(Éléments de données)
▼
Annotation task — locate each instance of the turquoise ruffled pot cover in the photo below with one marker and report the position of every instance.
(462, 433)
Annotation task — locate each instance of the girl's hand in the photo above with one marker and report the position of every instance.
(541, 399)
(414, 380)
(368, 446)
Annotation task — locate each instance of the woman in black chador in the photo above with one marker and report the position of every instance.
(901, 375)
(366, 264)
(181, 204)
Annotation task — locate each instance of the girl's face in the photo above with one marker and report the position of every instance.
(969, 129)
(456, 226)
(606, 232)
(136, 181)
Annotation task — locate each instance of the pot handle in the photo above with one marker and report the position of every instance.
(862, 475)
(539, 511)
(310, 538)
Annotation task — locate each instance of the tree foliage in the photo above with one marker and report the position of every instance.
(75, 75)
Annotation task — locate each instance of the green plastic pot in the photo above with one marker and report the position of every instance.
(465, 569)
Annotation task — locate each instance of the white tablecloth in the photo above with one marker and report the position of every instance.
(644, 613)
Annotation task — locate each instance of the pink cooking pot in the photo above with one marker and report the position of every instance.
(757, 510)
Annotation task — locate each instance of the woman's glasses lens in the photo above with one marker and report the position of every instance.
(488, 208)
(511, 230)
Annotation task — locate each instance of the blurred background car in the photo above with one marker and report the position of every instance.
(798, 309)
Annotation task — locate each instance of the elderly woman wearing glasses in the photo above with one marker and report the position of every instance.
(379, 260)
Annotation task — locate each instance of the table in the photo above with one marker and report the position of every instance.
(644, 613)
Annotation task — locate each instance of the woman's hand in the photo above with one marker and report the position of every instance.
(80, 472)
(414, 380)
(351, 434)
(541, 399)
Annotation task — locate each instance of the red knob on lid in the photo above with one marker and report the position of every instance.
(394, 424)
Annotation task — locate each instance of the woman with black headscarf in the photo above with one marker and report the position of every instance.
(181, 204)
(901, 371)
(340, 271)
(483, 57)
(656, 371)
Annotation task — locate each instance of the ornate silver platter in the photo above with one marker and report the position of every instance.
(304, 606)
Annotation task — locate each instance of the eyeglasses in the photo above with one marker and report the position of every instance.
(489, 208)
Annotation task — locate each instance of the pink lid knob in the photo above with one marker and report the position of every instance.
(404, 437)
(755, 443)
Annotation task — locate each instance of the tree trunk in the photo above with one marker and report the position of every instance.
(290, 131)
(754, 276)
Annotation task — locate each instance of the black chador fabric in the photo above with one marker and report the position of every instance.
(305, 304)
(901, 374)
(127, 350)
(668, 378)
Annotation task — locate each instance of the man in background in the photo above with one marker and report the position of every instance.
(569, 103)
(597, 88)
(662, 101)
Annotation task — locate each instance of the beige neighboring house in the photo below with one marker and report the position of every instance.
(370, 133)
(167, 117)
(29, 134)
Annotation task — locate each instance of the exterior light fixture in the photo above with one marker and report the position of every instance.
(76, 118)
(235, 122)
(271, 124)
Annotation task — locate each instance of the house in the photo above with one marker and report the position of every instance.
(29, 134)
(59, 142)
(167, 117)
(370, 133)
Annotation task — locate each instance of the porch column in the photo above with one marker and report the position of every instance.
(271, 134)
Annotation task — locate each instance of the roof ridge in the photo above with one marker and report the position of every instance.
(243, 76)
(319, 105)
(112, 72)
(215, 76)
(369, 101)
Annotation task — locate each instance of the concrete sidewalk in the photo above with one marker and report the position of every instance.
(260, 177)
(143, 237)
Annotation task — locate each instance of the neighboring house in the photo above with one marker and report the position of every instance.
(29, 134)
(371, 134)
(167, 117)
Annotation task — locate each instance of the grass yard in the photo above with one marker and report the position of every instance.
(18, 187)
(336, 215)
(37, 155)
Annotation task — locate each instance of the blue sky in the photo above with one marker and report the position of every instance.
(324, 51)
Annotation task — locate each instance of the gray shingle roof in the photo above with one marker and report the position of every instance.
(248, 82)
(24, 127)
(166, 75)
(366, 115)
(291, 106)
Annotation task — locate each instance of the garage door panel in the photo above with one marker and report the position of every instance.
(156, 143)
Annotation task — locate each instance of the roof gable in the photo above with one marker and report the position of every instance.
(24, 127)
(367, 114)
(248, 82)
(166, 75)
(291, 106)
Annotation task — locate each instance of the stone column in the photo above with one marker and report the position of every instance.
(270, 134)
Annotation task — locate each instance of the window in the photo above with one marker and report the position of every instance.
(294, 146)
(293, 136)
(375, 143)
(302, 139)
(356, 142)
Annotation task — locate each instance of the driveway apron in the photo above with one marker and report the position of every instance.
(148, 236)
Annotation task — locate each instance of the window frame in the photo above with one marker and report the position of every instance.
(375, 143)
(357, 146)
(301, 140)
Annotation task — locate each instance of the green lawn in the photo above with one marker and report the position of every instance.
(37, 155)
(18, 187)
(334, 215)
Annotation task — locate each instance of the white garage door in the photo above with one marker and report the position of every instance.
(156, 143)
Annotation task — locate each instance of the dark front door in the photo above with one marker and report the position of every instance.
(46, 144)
▲
Restituez l'ensemble des entrées ci-dessus sous forme de liste numérotée, en omettant les lignes vides.

▶ _Corrigé_
1. Annotation task — locate each instance of the turquoise ruffled pot cover in the photo below with one marker and report the position of every instance.
2. (462, 433)
3. Annotation task — locate each instance of the girl's hand in the photo above with one marker and report the position of every instance.
4. (541, 399)
5. (414, 380)
6. (368, 446)
7. Annotation task — locate each instance of the woman in black chador in the photo above with one marker and report the position of every instance.
8. (901, 375)
9. (366, 264)
10. (181, 204)
11. Annotation task — locate each instance of the girl's face in the photo above with one marker and report the position of every instance.
12. (969, 129)
13. (456, 226)
14. (606, 232)
15. (136, 181)
16. Annotation task — locate each instance of the pot handle in the photo above with one marker and report the position of every instance.
17. (862, 475)
18. (539, 511)
19. (310, 538)
20. Annotation task — locate each instance of the tree foliage in the photo above with one marker and report the position of every instance.
21. (75, 75)
22. Annotation task — locate each instance of the green plastic pot in the photo above with one marker and report the position of every instance.
23. (465, 569)
24. Annotation task — locate each instance of the white tablecloth in the photo above with one marker and report the position of every instance.
25. (644, 613)
26. Annotation task — locate each instance of the pink cooking pot in the photo above with one marker and report the position of every instance.
27. (757, 510)
28. Annotation task — locate each instance of the woman's glasses lens in the photo above with one marker and report the position of every instance.
29. (488, 208)
30. (511, 230)
31. Annotation task — locate each instance of the blurred background car in the photo above with one marker and report the position of every instance.
32. (798, 309)
33. Annotation task — locate each instance of the elderly woman wearing glasses in the photo above with one marker and report the position of every instance.
34. (379, 260)
35. Annotation task — locate each instance of the table in the photo above with one marker and report the position of every instance.
36. (644, 613)
37. Annotation task — locate each instance of the woman's hand in the photo above with one marker and report the position of every instance.
38. (80, 472)
39. (414, 380)
40. (351, 434)
41. (541, 399)
42. Annotation task — locate each instance of the red knob on lid in the photo above with one marker and report the position of every instance.
43. (394, 424)
44. Annotation task — locate each instance of the woman with black headscarf in the photo above with one marker and report the position of every instance.
45. (181, 204)
46. (901, 371)
47. (340, 271)
48. (483, 57)
49. (656, 371)
50. Annotation task — locate each instance of the ornate silver platter in the photo above with one marker and report the position of every instance.
51. (304, 606)
52. Annotation task — locate each instance of the eyeglasses in the photo above with one marker and report the position of every instance.
53. (489, 208)
54. Annotation task — locate each instance of the pink lid knob in the photo above with one marker and report the position of every instance.
55. (404, 437)
56. (755, 443)
57. Annotation task — locate each instance of the tree trunk in the photo above with one marker and report the position of every instance.
58. (290, 131)
59. (754, 276)
60. Annotation task — locate each instance of the black chador fabric in the photo above with one marker and report the position of every instance.
61. (305, 304)
62. (901, 374)
63. (127, 350)
64. (668, 378)
65. Annotation task — locate each instance of the man in background in the photo above with one marker and report the position of every instance.
66. (569, 103)
67. (597, 88)
68. (662, 101)
69. Annotation task — locate each instance of the beige neighboring house in the photo below with one marker and report the position of every instance.
70. (370, 133)
71. (167, 117)
72. (29, 134)
73. Annotation task — locate each instance of the exterior light fixture in the photo above with one marker and report the position of every instance.
74. (76, 118)
75. (235, 122)
76. (271, 124)
77. Annotation task — locate each instance of the house in the photo above with one marker and report the position of every instance.
78. (29, 134)
79. (59, 142)
80. (167, 117)
81. (370, 133)
82. Annotation task — locate each instance of the porch column in the photo above with one marker and report the position of every instance.
83. (271, 134)
84. Annotation task — locate each instance of the roof ridge in the photo above with one marker and report the position of every instance.
85. (243, 76)
86. (319, 105)
87. (112, 72)
88. (215, 76)
89. (369, 101)
90. Annotation task — locate each instance of the concrete sidewalk in the photo above with one marker and report the position of every instance.
91. (260, 177)
92. (143, 237)
93. Annotation task — locate each instance of the neighboring house in the photo above with one marker and report the position of every instance.
94. (29, 134)
95. (371, 134)
96. (167, 117)
97. Annotation task — locate each instance of the grass yard in the photo above with one marker and report the position of every instance.
98. (18, 187)
99. (336, 215)
100. (37, 155)
101. Annotation task — locate each instance of the blue sky in the photo above with one marker and report the position of every instance.
102. (324, 51)
103. Annotation task — locate each instance of the gray shingle roof in the photo above with one marker and report the position of every instance.
104. (248, 82)
105. (24, 127)
106. (166, 75)
107. (366, 115)
108. (291, 106)
109. Annotation task — locate each instance of the garage door panel in the photo above with one marker and report the position of every instance.
110. (156, 143)
111. Annotation task — locate each instance of the roof gable in the photo above with one marker and report the position of every instance.
112. (24, 127)
113. (367, 114)
114. (248, 82)
115. (166, 75)
116. (291, 106)
117. Annotation task — locate each instance of the stone column in the photo above with one marker and report the position of every instance.
118. (270, 134)
119. Annotation task — locate each instance of the window in the photo above with one marker and report the position of every instance.
120. (294, 146)
121. (293, 136)
122. (375, 143)
123. (302, 139)
124. (356, 142)
125. Annotation task — locate each instance of the driveway apron in the photo above with one marker and report the position of every instance.
126. (148, 236)
127. Annotation task — locate each instance of the window frame in the photo above with one marker and report the position of every instance.
128. (375, 143)
129. (357, 146)
130. (301, 140)
131. Annotation task — locate each instance of the green lawn in the photo above with one marker and report the position of every instance.
132. (37, 155)
133. (18, 187)
134. (334, 215)
135. Annotation task — locate each instance of the white garage door in the photo above with one marker and report the position of every instance.
136. (156, 143)
137. Annotation task — locate each instance of the dark front door in the photo above with one marker and report the position of every instance.
138. (46, 144)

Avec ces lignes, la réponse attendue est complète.